→ Excerto fornecido:
┌──

Espelho Meu Andreia Brites 10 Dezembro 2024

Quarto escuro
Inês Barata Raposo 
Pedro Pousada
Bruaá

Na sua segunda narrativa juvenil, Inês Barata Raposo adentra-se numa situação muito pouco explorada, dentro do tema maior que é a família e a perda.

Quarto escuro é o nome que o narrador, Fiambre Light, dá ao lugar onde o irmão está: um coma induzido. Pouco ou nada se sabe, ao longo da história, sobre as causas que o colocaram deitado na cama de hospital, num quarto da ala pediátrica, apesar dos seus dezasseis anos. Apenas que teve um acidente, no qual estiveram envolvidos um carro e uma mota. 

O narrador, irmão mais novo, decide então escrever cartas ao doente, nas quais não só o põe a par de alguns momentos do quotidiano da família como tece diversas considerações sobre si próprio, sobre as emoções próprias e dos outros, e ainda sobre factos e memórias. 

A narrativa acompanha assim o drama da família Morais Normais através dos escritos de Fiambre Light.

└──

→ Tarefa proposta: Prossiga a recensão do livro Quarto escuro a partir da última frase do excerto fornecido.

→ Dados fornecidos:
┌──

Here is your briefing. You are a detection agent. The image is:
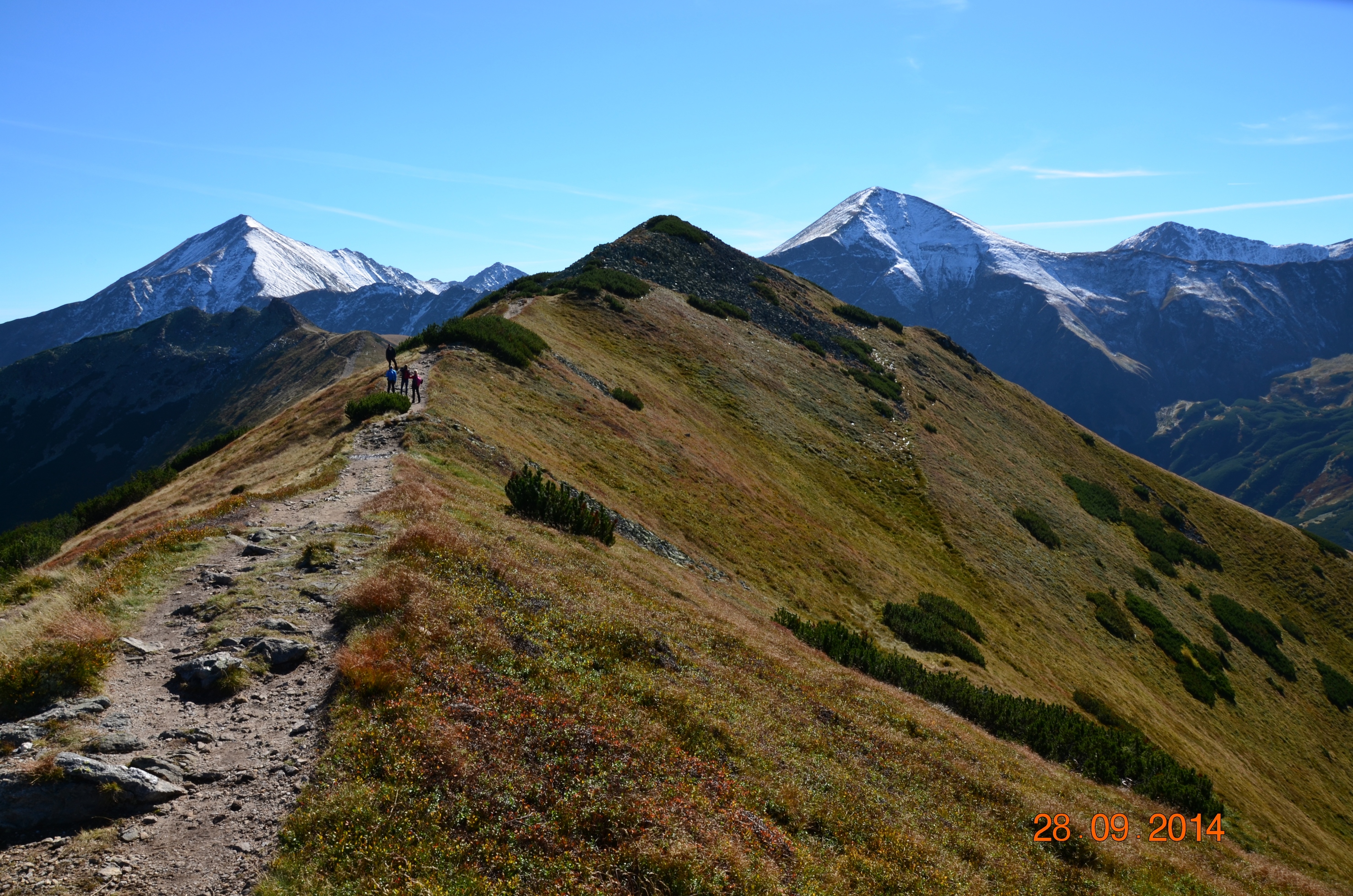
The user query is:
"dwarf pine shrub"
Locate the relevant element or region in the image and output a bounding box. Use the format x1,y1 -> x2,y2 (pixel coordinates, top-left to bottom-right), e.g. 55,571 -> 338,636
165,426 -> 249,472
503,464 -> 615,544
644,215 -> 709,245
1015,508 -> 1062,551
846,367 -> 902,402
418,315 -> 552,368
1277,613 -> 1306,644
775,609 -> 1223,816
1208,594 -> 1296,681
1062,474 -> 1121,522
610,386 -> 644,410
1085,591 -> 1137,642
1315,659 -> 1353,711
344,392 -> 413,424
832,305 -> 879,326
884,602 -> 986,666
916,591 -> 985,642
789,333 -> 827,357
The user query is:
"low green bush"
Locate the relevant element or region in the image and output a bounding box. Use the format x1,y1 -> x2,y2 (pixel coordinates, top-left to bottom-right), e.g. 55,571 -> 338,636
610,386 -> 644,410
1296,526 -> 1349,556
916,591 -> 986,642
789,333 -> 827,357
1148,551 -> 1180,590
342,392 -> 413,424
1072,687 -> 1137,731
0,642 -> 112,721
1121,508 -> 1222,573
1015,508 -> 1062,551
644,215 -> 709,245
832,305 -> 878,326
846,367 -> 902,402
884,602 -> 986,666
420,314 -> 550,368
165,426 -> 249,472
1085,591 -> 1137,642
550,268 -> 652,299
752,278 -> 779,305
832,336 -> 884,374
1315,659 -> 1353,711
1124,591 -> 1235,707
1208,594 -> 1296,681
775,609 -> 1223,816
503,466 -> 615,544
1062,474 -> 1123,522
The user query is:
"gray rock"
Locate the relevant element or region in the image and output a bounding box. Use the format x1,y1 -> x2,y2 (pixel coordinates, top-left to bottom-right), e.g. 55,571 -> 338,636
118,638 -> 165,656
85,731 -> 146,752
249,638 -> 310,669
259,617 -> 307,635
127,757 -> 183,783
173,651 -> 243,687
0,752 -> 185,831
0,697 -> 112,747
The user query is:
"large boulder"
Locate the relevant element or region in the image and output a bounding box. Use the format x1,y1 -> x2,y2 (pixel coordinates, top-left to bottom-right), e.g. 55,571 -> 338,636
0,752 -> 187,831
249,638 -> 310,669
173,651 -> 243,687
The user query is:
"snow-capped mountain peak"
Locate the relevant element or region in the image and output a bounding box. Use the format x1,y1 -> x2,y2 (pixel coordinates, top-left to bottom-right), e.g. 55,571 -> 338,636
1110,220 -> 1353,264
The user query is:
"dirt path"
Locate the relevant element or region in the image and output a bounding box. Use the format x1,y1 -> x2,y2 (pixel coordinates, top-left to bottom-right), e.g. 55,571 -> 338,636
0,357 -> 434,896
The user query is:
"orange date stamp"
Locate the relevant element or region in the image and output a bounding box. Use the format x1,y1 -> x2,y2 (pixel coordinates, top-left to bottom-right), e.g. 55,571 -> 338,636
1034,812 -> 1226,843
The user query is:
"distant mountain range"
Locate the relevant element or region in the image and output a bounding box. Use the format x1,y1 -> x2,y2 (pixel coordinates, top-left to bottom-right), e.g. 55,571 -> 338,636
0,215 -> 522,367
0,299 -> 386,529
765,187 -> 1353,461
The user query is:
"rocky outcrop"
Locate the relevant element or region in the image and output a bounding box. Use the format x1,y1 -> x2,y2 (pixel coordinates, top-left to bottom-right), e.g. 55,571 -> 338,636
0,752 -> 187,831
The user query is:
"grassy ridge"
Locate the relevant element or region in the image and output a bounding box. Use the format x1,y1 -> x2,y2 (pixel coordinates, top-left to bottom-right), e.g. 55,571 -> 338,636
775,609 -> 1222,816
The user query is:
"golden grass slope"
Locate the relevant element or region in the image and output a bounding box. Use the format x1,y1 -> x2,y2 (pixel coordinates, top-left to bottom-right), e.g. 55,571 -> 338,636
18,270 -> 1353,893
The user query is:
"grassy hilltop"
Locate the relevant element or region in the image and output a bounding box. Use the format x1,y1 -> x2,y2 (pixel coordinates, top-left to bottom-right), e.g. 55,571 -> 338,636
8,219 -> 1353,893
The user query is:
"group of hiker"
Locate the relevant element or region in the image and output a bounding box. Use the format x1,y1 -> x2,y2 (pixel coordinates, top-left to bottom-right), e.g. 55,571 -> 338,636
386,345 -> 424,402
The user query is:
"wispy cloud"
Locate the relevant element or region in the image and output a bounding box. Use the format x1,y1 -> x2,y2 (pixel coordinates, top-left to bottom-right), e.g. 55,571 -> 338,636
1011,165 -> 1165,180
992,193 -> 1353,230
1223,107 -> 1353,146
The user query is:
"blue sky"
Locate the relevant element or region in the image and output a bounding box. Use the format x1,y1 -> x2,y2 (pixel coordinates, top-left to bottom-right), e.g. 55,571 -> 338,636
0,0 -> 1353,319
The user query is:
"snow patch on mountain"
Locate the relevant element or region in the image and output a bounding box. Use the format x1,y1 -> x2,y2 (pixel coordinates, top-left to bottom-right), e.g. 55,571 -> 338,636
1110,220 -> 1353,264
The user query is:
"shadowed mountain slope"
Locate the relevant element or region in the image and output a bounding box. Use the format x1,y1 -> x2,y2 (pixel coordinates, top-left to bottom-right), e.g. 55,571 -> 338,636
0,300 -> 384,529
26,219 -> 1353,893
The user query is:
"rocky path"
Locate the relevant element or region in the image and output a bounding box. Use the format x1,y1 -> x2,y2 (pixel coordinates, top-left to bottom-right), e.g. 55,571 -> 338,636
0,368 -> 430,896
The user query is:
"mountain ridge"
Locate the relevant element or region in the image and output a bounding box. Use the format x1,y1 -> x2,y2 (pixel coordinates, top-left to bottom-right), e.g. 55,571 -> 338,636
763,188 -> 1353,452
0,215 -> 521,367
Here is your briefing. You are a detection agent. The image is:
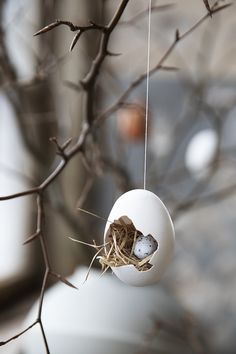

└──

→ Resposta:
Os nomes próprios criativos são uma das características da escrita da autora, a par de um fluxo de ideias e ações que são descritas através de um olhar comprometido. O pensamento do narrador é vertido para as cartas numa lógica que vai associando juízos, descrições subjectivas, comentários irónicos a situações concretas. O discurso oralizante, embora cuidado, contribui para um ritmo que promove o monólogo interior de forma aparentemente simples.

Por si só, a situação é extremamente violenta e dolorosa, mas as inquietações deste pré-adolescente parecem aliviar a tensão quando, efetivamente, se tocam em muitos pontos delicados: o lugar de cada um dos filhos no agregado familiar, a sensação de se ser excluído do sofrimento dos pais, a necessidade de contribuir para melhorar a condição do irmão e o estado de espírito dos pais, a presença imposta da avó, a auto-imagem e, muito, o medo da perda.

Os capítulos, com títulos repetitivos, replicam o tempo que passa sem que nada aconteça. Num primeiro momento, que atravessa metade da narrativa, Pato Bravo está em coma. O segundo momento acompanha à espera ansiosa desde que lhe é feita uma avaliação e que os médicos o retiram do coma induzido. Agora, todos esperam que reaja. No terceiro momento, Pato Bravo inicia, muito lentamente, a recuperação.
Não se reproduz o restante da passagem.